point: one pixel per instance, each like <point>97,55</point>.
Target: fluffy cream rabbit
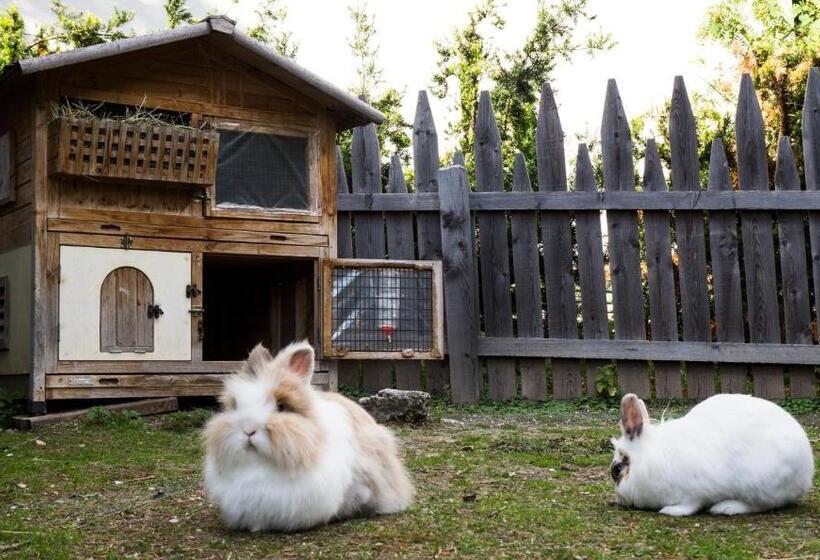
<point>733,454</point>
<point>283,456</point>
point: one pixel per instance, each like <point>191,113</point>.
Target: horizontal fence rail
<point>572,201</point>
<point>683,289</point>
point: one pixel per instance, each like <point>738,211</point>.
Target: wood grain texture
<point>527,275</point>
<point>348,371</point>
<point>556,234</point>
<point>494,251</point>
<point>369,239</point>
<point>428,229</point>
<point>723,244</point>
<point>580,201</point>
<point>794,273</point>
<point>401,245</point>
<point>624,257</point>
<point>660,277</point>
<point>592,282</point>
<point>811,164</point>
<point>690,237</point>
<point>460,285</point>
<point>758,240</point>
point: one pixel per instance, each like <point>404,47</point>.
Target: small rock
<point>398,406</point>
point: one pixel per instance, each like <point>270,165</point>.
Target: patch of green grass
<point>521,480</point>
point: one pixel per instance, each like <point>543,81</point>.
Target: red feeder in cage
<point>388,330</point>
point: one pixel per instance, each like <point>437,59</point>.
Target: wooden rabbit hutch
<point>148,241</point>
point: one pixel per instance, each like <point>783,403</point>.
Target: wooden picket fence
<point>735,317</point>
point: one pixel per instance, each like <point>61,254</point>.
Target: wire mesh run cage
<point>382,309</point>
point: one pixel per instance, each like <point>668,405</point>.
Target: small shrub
<point>606,382</point>
<point>107,418</point>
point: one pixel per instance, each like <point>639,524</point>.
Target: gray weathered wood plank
<point>811,164</point>
<point>758,240</point>
<point>660,277</point>
<point>556,235</point>
<point>494,251</point>
<point>527,276</point>
<point>690,237</point>
<point>460,285</point>
<point>683,351</point>
<point>425,170</point>
<point>369,239</point>
<point>595,323</point>
<point>624,258</point>
<point>401,246</point>
<point>580,201</point>
<point>348,371</point>
<point>723,244</point>
<point>794,271</point>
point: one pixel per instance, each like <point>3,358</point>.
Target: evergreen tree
<point>178,13</point>
<point>270,28</point>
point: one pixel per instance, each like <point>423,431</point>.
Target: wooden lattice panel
<point>131,151</point>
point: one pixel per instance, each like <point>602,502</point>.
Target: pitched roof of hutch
<point>349,110</point>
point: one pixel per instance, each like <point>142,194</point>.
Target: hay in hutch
<point>168,201</point>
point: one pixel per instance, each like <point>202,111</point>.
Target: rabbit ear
<point>633,415</point>
<point>258,360</point>
<point>298,358</point>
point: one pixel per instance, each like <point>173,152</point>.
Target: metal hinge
<point>203,196</point>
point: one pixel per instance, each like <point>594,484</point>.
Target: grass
<point>493,481</point>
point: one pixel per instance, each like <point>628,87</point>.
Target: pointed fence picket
<point>515,259</point>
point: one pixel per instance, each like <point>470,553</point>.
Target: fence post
<point>425,169</point>
<point>723,244</point>
<point>524,227</point>
<point>796,302</point>
<point>624,257</point>
<point>460,285</point>
<point>348,371</point>
<point>369,239</point>
<point>400,246</point>
<point>590,266</point>
<point>494,250</point>
<point>556,234</point>
<point>691,245</point>
<point>758,239</point>
<point>660,277</point>
<point>811,162</point>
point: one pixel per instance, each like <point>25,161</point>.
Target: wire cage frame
<point>382,309</point>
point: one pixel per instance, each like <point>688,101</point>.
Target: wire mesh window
<point>261,171</point>
<point>382,309</point>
-------
- [Directive]
Rewrite all the records above, swapping every "Target" for "Object" and changing nothing else. Leave the pictures out of your answer.

- [Output of the task]
point: one pixel per instance, each like <point>97,55</point>.
Object: fluffy cream rabbit
<point>733,454</point>
<point>283,456</point>
point: one pixel per instance, each like <point>191,113</point>.
Object: horizontal fence rail
<point>572,201</point>
<point>683,289</point>
point: one pixel per instance, each like <point>738,211</point>.
Object: wood grain texture
<point>527,275</point>
<point>348,371</point>
<point>556,234</point>
<point>494,251</point>
<point>369,239</point>
<point>428,229</point>
<point>723,244</point>
<point>580,201</point>
<point>794,273</point>
<point>401,245</point>
<point>624,257</point>
<point>660,277</point>
<point>592,282</point>
<point>811,164</point>
<point>690,237</point>
<point>460,285</point>
<point>758,240</point>
point: one pixel per instance, each like <point>404,47</point>.
Object: small rock
<point>398,406</point>
point: one pixel per instance, each like <point>270,165</point>.
Object: patch of green grass
<point>521,480</point>
point: one pixel per instance, each like <point>543,81</point>.
Object: red feeder in cage
<point>388,330</point>
point: one pixel per instance, each like <point>437,59</point>.
Object: wooden rabbit hutch
<point>148,241</point>
point: one pixel per instance, each like <point>783,403</point>.
Object: wooden picket fence
<point>735,317</point>
point: one pixel per instance, each like <point>61,254</point>.
Object: wire mesh run cage
<point>382,309</point>
point: one pixel per instance, each like <point>668,405</point>.
Object: small shrub
<point>606,382</point>
<point>107,418</point>
point: one pixel per instance, each like <point>639,524</point>.
Object: gray weathered wood plank
<point>811,164</point>
<point>758,240</point>
<point>660,277</point>
<point>556,235</point>
<point>494,251</point>
<point>527,276</point>
<point>690,237</point>
<point>460,285</point>
<point>683,351</point>
<point>425,170</point>
<point>369,239</point>
<point>595,323</point>
<point>624,258</point>
<point>401,246</point>
<point>580,201</point>
<point>348,371</point>
<point>723,244</point>
<point>794,271</point>
point: one pixel per instance, each like <point>3,358</point>.
Object: evergreen tree
<point>178,13</point>
<point>270,28</point>
point: one pixel per instance, each like <point>423,431</point>.
Object: wooden lattice panel
<point>131,151</point>
point: one pixel per instance, each like <point>602,502</point>.
Object: pitched roof of hutch
<point>349,110</point>
point: one pixel per instance, each like <point>142,194</point>.
Object: hay in hutch
<point>168,201</point>
point: one pixel per instance, each like <point>202,111</point>.
Object: rabbit ear
<point>633,415</point>
<point>258,360</point>
<point>298,358</point>
point: one pixel per instance, each like <point>173,152</point>.
Object: metal hinge
<point>203,196</point>
point: one pixel per instance, each like <point>594,484</point>.
Object: grass
<point>493,481</point>
point: one pixel per instance, each like <point>628,87</point>.
Object: pointed fence picket
<point>515,259</point>
point: one pixel per instance, each like <point>470,553</point>.
Object: fence post
<point>425,169</point>
<point>723,244</point>
<point>524,227</point>
<point>796,302</point>
<point>624,257</point>
<point>460,285</point>
<point>348,371</point>
<point>369,239</point>
<point>400,246</point>
<point>590,266</point>
<point>494,250</point>
<point>556,234</point>
<point>691,245</point>
<point>758,239</point>
<point>660,277</point>
<point>811,162</point>
point: one pixel per instance, each like <point>25,161</point>.
Object: wire cage frame
<point>382,309</point>
point: one pixel per instance, each like <point>688,101</point>.
Object: wire mesh window
<point>261,171</point>
<point>382,309</point>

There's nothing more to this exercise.